Problem details>
Repeat exactly the lines from the one containing "of the striped" through the last line of the records below, both included, and nothing else.

Location labeling records>
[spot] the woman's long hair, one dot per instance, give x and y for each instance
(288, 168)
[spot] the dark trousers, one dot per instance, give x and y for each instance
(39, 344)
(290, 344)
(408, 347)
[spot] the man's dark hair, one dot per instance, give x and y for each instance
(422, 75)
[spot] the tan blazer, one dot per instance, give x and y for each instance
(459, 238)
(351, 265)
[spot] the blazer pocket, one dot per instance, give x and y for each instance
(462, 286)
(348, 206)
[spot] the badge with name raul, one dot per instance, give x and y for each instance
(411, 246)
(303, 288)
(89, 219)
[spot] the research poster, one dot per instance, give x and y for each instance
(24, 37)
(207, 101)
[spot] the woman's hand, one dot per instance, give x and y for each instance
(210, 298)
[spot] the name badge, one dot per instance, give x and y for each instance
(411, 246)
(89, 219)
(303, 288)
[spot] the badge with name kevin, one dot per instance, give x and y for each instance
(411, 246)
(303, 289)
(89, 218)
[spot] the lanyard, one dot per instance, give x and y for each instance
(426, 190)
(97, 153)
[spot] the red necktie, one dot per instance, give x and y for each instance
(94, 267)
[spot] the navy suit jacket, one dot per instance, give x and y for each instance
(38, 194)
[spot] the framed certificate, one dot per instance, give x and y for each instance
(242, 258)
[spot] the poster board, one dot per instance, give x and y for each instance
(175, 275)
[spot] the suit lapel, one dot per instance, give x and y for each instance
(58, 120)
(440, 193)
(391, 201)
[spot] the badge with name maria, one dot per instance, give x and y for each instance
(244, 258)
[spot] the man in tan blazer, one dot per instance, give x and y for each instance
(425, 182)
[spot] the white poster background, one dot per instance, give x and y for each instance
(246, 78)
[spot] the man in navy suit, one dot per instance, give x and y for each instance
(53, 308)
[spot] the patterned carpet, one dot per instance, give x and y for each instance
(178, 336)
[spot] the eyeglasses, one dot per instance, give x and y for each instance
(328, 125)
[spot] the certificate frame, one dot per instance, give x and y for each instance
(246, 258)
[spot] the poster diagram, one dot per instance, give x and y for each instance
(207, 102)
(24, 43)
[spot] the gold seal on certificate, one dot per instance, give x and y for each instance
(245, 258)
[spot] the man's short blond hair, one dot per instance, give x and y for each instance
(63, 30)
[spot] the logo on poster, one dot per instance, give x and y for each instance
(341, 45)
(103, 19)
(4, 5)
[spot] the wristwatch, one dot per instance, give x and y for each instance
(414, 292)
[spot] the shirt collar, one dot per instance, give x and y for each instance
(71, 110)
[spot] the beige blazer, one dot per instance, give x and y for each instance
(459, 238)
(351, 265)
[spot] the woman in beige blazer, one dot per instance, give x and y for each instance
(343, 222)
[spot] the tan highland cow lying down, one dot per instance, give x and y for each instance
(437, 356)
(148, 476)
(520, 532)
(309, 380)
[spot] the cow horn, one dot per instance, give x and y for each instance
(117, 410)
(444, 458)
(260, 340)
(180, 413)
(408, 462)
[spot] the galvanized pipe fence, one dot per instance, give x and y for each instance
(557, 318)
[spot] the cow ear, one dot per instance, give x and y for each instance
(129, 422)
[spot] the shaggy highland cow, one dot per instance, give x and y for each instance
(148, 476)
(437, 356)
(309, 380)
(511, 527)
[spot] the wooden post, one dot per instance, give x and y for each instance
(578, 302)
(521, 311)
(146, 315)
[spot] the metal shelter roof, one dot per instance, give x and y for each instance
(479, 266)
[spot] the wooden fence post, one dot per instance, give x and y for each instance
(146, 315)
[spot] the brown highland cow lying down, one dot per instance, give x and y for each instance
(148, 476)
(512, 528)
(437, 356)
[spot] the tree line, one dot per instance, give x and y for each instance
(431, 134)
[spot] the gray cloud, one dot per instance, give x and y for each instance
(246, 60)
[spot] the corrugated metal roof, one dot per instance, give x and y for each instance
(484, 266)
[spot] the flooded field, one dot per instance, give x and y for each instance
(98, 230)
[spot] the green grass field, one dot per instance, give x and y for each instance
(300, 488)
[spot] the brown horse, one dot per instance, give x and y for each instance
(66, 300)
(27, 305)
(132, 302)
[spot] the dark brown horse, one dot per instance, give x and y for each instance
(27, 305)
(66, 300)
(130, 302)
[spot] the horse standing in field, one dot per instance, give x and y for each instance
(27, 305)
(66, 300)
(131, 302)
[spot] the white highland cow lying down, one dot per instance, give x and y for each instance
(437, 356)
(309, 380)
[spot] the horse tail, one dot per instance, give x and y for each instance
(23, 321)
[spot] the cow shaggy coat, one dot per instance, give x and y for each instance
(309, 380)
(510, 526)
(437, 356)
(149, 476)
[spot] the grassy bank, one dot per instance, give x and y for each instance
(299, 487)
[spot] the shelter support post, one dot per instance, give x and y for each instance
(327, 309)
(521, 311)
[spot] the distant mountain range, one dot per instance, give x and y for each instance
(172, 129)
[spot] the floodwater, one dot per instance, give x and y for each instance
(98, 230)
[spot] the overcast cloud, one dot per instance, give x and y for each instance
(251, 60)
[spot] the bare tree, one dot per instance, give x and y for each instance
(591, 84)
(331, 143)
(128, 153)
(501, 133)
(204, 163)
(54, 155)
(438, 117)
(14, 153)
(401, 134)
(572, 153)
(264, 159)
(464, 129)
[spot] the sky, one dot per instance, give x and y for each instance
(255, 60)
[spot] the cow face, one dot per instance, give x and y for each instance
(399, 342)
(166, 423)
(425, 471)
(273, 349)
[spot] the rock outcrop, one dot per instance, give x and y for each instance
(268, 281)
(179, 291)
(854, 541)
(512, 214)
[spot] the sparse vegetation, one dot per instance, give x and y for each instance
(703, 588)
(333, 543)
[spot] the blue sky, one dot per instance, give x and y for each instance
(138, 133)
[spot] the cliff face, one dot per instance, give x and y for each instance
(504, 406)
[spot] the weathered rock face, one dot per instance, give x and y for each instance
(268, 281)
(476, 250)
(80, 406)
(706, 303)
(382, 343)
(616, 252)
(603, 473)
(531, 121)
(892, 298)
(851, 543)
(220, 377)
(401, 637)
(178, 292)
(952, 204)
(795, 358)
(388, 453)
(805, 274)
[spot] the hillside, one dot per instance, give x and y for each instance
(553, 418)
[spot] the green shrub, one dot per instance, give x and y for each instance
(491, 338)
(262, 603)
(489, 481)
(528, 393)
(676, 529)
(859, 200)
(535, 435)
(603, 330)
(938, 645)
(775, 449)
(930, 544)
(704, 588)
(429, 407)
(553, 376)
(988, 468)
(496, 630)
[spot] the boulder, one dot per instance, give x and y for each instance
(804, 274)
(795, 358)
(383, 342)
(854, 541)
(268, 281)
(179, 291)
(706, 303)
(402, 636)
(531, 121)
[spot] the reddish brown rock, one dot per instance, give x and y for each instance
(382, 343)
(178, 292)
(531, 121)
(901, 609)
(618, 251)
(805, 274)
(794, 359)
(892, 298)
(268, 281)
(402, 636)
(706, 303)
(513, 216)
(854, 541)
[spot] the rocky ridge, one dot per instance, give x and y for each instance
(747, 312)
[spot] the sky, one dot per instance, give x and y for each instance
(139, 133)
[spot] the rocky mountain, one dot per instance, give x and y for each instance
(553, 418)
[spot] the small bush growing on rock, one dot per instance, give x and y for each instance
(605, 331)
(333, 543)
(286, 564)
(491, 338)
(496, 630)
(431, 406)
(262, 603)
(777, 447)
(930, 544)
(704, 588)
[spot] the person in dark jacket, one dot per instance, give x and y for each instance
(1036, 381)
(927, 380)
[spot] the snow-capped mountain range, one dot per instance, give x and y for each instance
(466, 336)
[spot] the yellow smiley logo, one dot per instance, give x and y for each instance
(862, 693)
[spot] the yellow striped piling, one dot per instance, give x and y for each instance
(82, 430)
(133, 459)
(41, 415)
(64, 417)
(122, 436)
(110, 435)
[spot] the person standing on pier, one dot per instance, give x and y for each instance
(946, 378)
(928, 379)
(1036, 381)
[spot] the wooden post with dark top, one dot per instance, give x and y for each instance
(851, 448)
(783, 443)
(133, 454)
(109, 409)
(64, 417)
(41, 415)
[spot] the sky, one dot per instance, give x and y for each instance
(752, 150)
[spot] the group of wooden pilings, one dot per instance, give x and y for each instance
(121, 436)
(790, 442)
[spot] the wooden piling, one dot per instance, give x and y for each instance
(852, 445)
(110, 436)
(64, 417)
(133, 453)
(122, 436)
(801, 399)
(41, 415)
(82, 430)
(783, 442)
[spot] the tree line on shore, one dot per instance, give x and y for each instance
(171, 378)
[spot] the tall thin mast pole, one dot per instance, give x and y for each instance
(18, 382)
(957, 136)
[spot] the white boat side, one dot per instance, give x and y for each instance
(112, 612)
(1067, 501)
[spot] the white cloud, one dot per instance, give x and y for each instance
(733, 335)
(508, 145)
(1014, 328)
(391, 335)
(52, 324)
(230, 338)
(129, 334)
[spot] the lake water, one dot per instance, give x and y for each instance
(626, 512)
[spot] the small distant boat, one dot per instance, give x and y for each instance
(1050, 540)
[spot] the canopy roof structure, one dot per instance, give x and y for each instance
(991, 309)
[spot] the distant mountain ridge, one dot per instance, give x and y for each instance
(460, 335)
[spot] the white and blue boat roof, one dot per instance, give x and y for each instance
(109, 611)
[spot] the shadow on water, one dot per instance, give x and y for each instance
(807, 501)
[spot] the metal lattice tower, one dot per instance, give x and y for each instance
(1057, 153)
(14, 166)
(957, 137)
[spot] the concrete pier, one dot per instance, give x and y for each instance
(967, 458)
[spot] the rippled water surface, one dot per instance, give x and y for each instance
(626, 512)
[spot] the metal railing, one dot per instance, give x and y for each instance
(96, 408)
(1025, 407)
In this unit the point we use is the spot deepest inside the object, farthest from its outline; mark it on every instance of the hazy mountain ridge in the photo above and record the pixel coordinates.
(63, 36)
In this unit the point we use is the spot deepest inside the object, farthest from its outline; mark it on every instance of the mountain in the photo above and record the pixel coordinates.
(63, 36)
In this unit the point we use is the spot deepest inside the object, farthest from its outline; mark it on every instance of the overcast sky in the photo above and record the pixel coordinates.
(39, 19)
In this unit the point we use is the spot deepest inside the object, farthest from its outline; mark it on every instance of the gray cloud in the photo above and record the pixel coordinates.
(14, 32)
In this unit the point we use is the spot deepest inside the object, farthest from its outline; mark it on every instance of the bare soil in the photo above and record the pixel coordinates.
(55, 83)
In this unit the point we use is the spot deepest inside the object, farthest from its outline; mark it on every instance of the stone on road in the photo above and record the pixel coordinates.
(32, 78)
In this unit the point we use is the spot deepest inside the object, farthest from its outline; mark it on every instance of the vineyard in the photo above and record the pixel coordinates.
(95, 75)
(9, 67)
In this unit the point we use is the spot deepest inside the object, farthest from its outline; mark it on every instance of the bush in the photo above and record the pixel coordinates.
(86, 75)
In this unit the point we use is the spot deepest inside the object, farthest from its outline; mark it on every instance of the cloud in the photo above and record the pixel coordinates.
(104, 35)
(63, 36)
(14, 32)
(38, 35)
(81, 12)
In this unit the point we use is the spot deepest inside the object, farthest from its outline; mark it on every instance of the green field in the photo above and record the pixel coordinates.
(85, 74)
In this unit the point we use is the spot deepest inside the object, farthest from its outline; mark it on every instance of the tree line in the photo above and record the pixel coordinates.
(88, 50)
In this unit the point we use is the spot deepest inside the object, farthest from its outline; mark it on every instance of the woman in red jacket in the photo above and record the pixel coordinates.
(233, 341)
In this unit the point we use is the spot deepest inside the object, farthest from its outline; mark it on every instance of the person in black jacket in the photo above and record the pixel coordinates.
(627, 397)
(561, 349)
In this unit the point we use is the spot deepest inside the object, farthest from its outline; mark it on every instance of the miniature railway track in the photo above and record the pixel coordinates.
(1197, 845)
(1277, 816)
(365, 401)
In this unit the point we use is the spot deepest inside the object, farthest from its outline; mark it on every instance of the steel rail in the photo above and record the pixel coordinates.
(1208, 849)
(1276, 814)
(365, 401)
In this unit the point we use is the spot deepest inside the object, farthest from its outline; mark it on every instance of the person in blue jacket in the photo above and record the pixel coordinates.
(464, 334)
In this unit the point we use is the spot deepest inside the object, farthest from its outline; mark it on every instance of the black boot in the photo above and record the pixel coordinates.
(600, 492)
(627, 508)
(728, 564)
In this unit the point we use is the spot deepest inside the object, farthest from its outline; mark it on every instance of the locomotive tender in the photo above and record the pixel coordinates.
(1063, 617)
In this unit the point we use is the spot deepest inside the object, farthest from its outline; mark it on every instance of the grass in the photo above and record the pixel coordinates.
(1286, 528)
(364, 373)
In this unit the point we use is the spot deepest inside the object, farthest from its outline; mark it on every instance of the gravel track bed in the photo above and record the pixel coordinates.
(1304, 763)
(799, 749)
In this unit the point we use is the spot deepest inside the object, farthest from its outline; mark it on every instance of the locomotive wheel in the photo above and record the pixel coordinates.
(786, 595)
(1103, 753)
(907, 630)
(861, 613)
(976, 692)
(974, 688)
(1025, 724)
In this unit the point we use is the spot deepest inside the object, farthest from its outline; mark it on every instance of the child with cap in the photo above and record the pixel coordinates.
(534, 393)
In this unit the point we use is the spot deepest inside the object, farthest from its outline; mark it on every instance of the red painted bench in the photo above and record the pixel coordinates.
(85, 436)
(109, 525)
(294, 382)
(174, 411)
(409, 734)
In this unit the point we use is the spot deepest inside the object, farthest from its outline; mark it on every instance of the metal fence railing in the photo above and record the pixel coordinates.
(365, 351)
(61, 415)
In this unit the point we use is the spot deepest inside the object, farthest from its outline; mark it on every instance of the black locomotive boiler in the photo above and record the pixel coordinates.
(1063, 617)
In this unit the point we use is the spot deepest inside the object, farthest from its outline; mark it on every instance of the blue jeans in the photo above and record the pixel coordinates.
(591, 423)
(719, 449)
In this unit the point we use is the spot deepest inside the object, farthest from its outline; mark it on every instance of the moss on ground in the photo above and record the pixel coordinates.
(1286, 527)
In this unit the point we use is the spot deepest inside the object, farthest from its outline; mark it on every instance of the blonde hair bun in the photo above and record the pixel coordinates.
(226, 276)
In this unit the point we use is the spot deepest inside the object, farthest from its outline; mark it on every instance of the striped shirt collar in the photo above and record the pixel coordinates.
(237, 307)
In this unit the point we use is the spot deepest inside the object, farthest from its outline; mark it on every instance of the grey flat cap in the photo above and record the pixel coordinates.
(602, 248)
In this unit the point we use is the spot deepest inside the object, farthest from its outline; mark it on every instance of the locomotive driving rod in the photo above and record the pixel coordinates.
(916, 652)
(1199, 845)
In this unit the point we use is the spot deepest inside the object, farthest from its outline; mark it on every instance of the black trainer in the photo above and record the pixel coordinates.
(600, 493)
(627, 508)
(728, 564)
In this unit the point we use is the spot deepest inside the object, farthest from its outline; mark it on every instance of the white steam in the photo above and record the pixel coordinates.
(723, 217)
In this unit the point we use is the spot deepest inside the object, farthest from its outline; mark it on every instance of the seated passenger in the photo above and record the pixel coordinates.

Exercise response>
In this unit the point we use is the spot deepest inside the object, farthest from its outline; mark it on every instance of the striped shirt collar in the photo above and record the pixel coordinates.
(237, 307)
In this unit the point we use is the spot deepest inside the object, farthest from its outline; mark it on every instance of the grey flat cap in the photo above and record the pixel coordinates.
(602, 248)
In this unit the point we use is the spot deepest inside the object, farthest from its outline; mark it on every instance of the locomotive driving rod in the photo above and record the pixel coordinates.
(916, 652)
(1199, 845)
In this unit the point we use is the spot deepest inside the object, farthest from its outline; mark it on every instance of the black trainer in the photo above and record the pixel coordinates.
(600, 493)
(627, 508)
(728, 564)
In this unit the point we use is the spot deepest inside the object, farthest from its outline; mark it on every instance of the white steam in the photo above and record the pixel coordinates.
(723, 217)
In this unit the point we use is the spot deepest inside the object, farthest from its outline; mark it on every instance of the seated passenger in the photo above and record the pixel coordinates.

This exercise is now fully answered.